DIRECTIONS:
A: Reproduce the passage of the forum thread on rotating around a vector from "First rotate/translate the" to "to vector_r's axis.".
B: Write the next part of the forum thread on rotating around a vector, picking up after its last sentence.
++++ QUOTED TEXT
# Rotation around a vector

This topic is 4063 days old which is more than the 365 day threshold we allow for new replies. Please post a new topic.

## Recommended Posts

I'm a bit rusty on my rotations. I am given angles ox, oy, and oz that correspond to rotation around the x,y,and z axis, and that correspond to the direction a model is facing. I then need to rotate these rotations an arbitrary amount around a vector V(.707, 0, .707)(directly between the X and Z axes) that passes through the origin. What I had been doing was rotating an identity matrix around ox,oy, then oz to get the rotated x,y, and z axes. Then I rotated by 45 degrees around the Y axis to place V onto the X axis. Then I rotated by the arbitrary amount around the X axis. Then rotated by -45 degrees around the y axis to return the V to its place. Then taking this matrix, I did the math for the RxRyRz rotation by hand to get each element in terms of sin and cos thetax,thetay,and thetaz. This last step causes trouble since I get different results for x and z depending on which I solve for first. Any other way of doing this?

##### Share on other sites
If I understand your problem correctly, it seems to me the simplest way to do what you're after would be to do as follows:

First rotate/translate the model so that its up-vector becomes the direction that vector_r is pointing towards and so that its position becomes vector_r's position--here, vector_r is the vector being rotated around. In other words, align the model's axis to vector_r's axis.
++++++++
++++ PROVIDED MATERIAL
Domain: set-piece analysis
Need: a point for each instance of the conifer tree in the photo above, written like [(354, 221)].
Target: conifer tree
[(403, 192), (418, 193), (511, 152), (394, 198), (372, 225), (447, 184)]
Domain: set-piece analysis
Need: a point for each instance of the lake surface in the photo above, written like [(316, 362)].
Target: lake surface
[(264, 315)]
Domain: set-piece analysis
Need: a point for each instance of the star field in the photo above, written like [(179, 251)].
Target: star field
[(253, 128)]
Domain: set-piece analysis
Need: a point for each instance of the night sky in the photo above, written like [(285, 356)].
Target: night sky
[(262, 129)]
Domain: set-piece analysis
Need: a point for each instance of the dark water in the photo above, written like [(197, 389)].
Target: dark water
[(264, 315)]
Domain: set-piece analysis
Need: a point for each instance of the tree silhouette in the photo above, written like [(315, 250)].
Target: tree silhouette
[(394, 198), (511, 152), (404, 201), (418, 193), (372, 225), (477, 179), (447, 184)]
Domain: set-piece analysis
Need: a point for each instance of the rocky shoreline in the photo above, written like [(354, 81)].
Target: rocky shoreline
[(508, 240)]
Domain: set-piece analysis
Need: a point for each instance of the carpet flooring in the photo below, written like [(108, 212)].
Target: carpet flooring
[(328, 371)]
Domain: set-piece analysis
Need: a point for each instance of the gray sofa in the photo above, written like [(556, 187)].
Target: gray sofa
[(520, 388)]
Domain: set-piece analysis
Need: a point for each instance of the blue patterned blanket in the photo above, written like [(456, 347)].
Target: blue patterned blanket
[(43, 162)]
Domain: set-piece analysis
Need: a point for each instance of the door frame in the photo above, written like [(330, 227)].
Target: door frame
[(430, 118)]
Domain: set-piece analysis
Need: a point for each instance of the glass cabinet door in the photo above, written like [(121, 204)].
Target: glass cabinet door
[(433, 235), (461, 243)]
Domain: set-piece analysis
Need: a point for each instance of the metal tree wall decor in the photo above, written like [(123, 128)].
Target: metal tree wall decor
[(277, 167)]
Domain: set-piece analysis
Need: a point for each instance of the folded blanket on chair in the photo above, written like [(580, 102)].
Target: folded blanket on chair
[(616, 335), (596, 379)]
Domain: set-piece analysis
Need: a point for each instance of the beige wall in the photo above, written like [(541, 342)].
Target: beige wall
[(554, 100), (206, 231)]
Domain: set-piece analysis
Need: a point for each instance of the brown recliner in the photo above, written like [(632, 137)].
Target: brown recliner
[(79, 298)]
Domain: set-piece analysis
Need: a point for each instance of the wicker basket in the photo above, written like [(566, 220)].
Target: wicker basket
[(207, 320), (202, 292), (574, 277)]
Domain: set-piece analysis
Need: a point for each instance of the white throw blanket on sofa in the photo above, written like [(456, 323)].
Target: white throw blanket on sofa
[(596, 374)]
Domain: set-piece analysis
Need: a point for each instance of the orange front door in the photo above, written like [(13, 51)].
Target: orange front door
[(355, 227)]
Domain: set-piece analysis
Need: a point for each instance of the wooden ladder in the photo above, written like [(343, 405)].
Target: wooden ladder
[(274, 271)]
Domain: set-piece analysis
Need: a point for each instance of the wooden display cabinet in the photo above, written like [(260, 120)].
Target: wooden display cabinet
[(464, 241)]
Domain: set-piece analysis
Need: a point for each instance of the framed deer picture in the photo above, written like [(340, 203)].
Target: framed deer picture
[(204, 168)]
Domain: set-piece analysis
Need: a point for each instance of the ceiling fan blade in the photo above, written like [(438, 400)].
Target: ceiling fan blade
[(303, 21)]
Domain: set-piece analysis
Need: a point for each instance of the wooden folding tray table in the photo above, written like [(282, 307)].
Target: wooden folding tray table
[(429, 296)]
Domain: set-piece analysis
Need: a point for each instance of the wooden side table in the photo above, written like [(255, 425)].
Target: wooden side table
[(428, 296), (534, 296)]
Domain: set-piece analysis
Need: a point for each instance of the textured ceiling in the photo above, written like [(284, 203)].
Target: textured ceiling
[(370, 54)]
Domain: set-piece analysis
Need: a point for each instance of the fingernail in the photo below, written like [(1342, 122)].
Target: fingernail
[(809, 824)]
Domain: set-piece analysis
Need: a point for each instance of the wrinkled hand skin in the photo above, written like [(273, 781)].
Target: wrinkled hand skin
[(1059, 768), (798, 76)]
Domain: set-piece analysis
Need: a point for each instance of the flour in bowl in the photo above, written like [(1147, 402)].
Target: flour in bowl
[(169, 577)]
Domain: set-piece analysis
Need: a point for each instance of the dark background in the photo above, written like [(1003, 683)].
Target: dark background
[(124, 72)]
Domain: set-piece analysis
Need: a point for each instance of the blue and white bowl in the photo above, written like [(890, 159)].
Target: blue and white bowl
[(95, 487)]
++++++++
TASK RESULTS:
A:
First rotate/translate the model so that its up-vector becomes the direction that vector_r is pointing towards and so that its position becomes vector_r's position--here, vector_r is the vector being rotated around. In other words, align the model's axis to vector_r's axis.

B:
Second, rotate the model by the arbitrary amount.

Third, undo the rotations/translations performed in the first step, in the opposite order--meaning, maintain the rotation/translation amounts from step one, then use their negative values as if you were undoing that original step; must be opposite order or else you'll get funky results.

This should put your model into the desired position.

##### Share on other sites
Quote:
 Original post by Omega147Third, undo the rotations/translations performed in the first step, in the opposite order--meaning, maintain the rotation/translation amounts from step one, then use their negative values as if you were undoing that original step; must be opposite order or else you'll get funky results.

Yes, but you can take a shortcut here. Since aligning the axes involves only rotation, the transformation matrix is orthogonal. So rather than recomputing it with the angles negated, you can simply transpose, for the inverse. The calculation looks like this, in row-vector notation:

vnew = RaxisT . Rangle . Raxis . vold

where Raxis aligns the axes and Rangle rotates about the new axis.

##### Share on other sites
Thanks for the replies. But, I forgot to mention I need to pull out the new ox,oy, and oz after putting vector_r back into place. Is this possible to do from the new matrix?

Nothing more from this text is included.